• PROVIDED PASSAGE:

■ ■ ■

- Boundary of Bebington and Ellesmere Port in Cheshire, boundaries 1974–1983
- County: Cheshire

February 1974–1983
- Seats: one
- Created from: Bebington and Wirral
- Replaced by: Wirral South and Ellesmere Port and Neston

= Bebington and Ellesmere Port =

UK Parliament constituency (1974–1983)

Bebington and Ellesmere Port was a parliamentary constituency in the United Kingdom, which returned one Member of Parliament (MP) to the House of Commons of the Parliament of the United Kingdom, elected by the first past the post system. It existed from Feb 1974 to 1983.

The constituency was centred on the towns of Bebington and Ellesmere Port on the Wirral Peninsula in England.

== History ==
Created for the February 1974 election, it ceased to exist with the implementation of the boundary changes brought in for the 1983 general election.

==Boundaries==
The Boroughs of Bebington and Ellesmere Port.

Bebington was previously part of the former constituency of Bebington, and Ellesmere Port was transferred from the Wirral constituency.

From major local government boundary changes on 1 April 1974 until the constituency was abolished for the 1983 general election, Ellesmere Port was part of the new Borough of Ellesmere Port and Neston in Cheshire whilst Bebington comprised part of the Metropolitan Borough of Wirral in Merseyside, but its boundaries remained unchanged.

■ ■ ■

• REQUIRED ACTIONS:
1. Render this sentence from the constituency article in Spanish: "The constituency was centred on the towns of Bebington and Ellesmere Port on the Wirral Peninsula in England."
2. Answer these from the constituency article:
(a) How many Members of Parliament did the constituency return?
(b) From which constituency was Ellesmere Port transferred?
(c) After 1 April 1974, which metropolitan borough was Bebington part of?
3. According to the constituency article, why did the constituency stop existing in 1983?
Rely only on the constituency article and bring in no outside knowledge.

• AVAILABLE DATA:
■ ■ ■

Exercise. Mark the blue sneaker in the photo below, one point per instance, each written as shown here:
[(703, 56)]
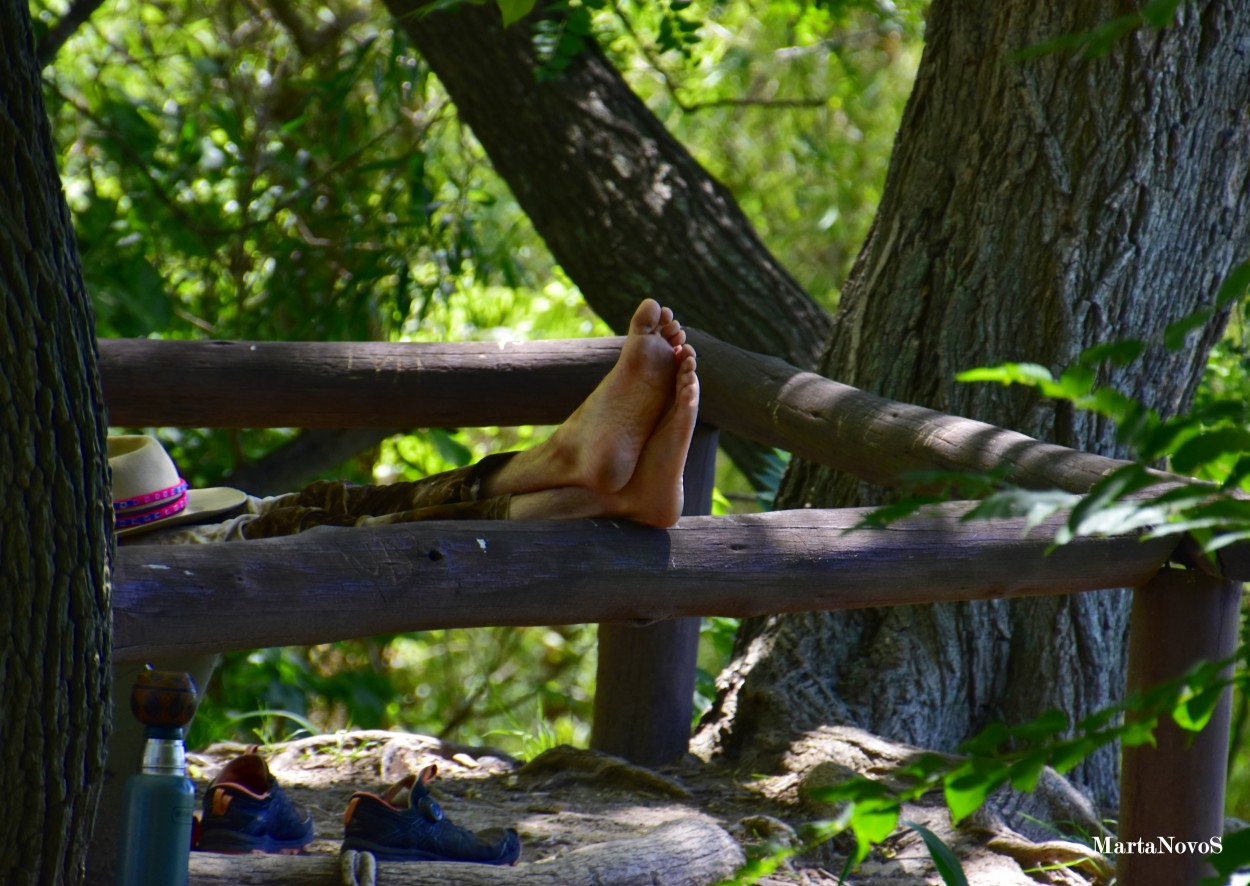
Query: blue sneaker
[(415, 830), (245, 810)]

■ ■ ■

• SOLUTIONS:
1. La circunscripción estaba centrada en las ciudades de Bebington y Ellesmere Port, en la península de Wirral, en Inglaterra.

2.
(a) One.
(b) The Wirral constituency.
(c) The Metropolitan Borough of Wirral, in Merseyside.

3. It ceased to exist when the boundary changes brought in for the 1983 general election were put into effect.